■ **Instructions to follow**
Transcribe, without alteration, only the lines from the one containing "Target: white window frame" through the last line of the material, both ends included.

■ **Data for this task**
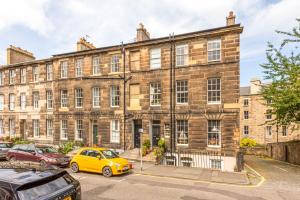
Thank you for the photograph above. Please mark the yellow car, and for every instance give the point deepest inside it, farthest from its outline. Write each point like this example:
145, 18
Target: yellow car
99, 160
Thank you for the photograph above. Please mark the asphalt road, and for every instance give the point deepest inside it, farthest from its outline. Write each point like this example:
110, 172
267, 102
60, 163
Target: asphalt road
282, 182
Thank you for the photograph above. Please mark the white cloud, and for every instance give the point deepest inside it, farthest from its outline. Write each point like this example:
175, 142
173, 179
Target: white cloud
109, 22
29, 13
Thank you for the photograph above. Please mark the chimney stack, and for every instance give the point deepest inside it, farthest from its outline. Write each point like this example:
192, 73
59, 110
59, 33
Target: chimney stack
83, 44
230, 20
142, 33
18, 55
255, 86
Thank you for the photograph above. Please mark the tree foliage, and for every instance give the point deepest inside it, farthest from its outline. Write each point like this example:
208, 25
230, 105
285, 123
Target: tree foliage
283, 71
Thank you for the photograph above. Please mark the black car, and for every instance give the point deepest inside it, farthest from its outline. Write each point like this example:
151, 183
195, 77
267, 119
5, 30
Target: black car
4, 147
32, 183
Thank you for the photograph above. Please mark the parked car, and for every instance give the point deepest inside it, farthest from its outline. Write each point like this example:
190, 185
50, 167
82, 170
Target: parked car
46, 155
22, 183
4, 147
99, 160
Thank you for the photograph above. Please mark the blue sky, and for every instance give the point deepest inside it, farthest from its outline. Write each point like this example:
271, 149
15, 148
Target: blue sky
47, 27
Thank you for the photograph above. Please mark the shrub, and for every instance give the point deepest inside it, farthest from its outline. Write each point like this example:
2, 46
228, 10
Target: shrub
147, 144
248, 142
66, 147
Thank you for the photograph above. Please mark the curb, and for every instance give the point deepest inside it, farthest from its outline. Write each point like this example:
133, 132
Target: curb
262, 178
248, 184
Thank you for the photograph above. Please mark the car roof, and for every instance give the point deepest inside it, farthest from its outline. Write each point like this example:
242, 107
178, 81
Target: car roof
21, 176
93, 148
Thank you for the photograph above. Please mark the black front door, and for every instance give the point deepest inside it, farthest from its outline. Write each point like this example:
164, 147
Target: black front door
137, 125
155, 132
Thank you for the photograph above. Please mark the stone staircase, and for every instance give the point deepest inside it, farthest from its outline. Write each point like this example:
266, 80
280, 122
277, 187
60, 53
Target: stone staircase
133, 154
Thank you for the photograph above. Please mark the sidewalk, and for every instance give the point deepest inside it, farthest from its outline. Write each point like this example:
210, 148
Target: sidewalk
195, 174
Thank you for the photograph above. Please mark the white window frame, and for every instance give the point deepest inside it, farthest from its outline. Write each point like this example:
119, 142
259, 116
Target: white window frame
217, 91
1, 78
49, 71
246, 130
1, 102
23, 101
217, 133
182, 132
244, 102
214, 49
78, 97
284, 131
49, 97
96, 97
35, 74
64, 99
155, 94
115, 63
269, 130
64, 69
49, 127
1, 127
114, 96
115, 131
36, 128
64, 129
12, 127
79, 129
96, 65
23, 73
12, 100
35, 100
155, 58
182, 91
246, 114
12, 75
78, 67
269, 114
182, 55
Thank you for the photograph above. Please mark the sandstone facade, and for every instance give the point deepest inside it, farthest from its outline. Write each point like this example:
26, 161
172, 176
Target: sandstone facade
183, 125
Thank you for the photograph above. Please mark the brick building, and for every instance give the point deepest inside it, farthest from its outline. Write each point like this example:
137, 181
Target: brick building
254, 118
184, 88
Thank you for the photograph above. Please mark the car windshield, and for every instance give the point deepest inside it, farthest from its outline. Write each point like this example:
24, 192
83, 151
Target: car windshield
43, 190
5, 145
44, 150
109, 154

■ **Response box**
Target: white window frame
217, 91
1, 78
49, 71
246, 130
1, 102
23, 101
217, 133
182, 132
244, 102
214, 49
78, 97
284, 131
49, 97
96, 97
35, 74
64, 99
155, 94
115, 63
269, 130
64, 69
49, 127
1, 127
114, 96
115, 131
36, 128
64, 129
12, 127
79, 129
96, 65
23, 73
12, 100
35, 100
155, 58
182, 91
246, 114
12, 75
78, 67
269, 114
182, 55
Thank you for the photograph above. Please mark the sandstone facade, and for every instance give the point deepest inside it, farthest from its outline. Write each point like this example:
26, 161
172, 176
Target: sandstone facade
183, 125
Thank you for the photograph above. Please mark the brick building, and for every instance give the point deepest inside it, farthest from its outline. Write each point like this example:
137, 181
Target: brick building
254, 118
184, 88
Thank you for the photograph above. Please mark the car windshield, and for every instance give the point deepest inside it, farthest from its outline. Write each point like this example:
24, 192
83, 151
Target: car windshield
43, 190
5, 145
44, 150
109, 154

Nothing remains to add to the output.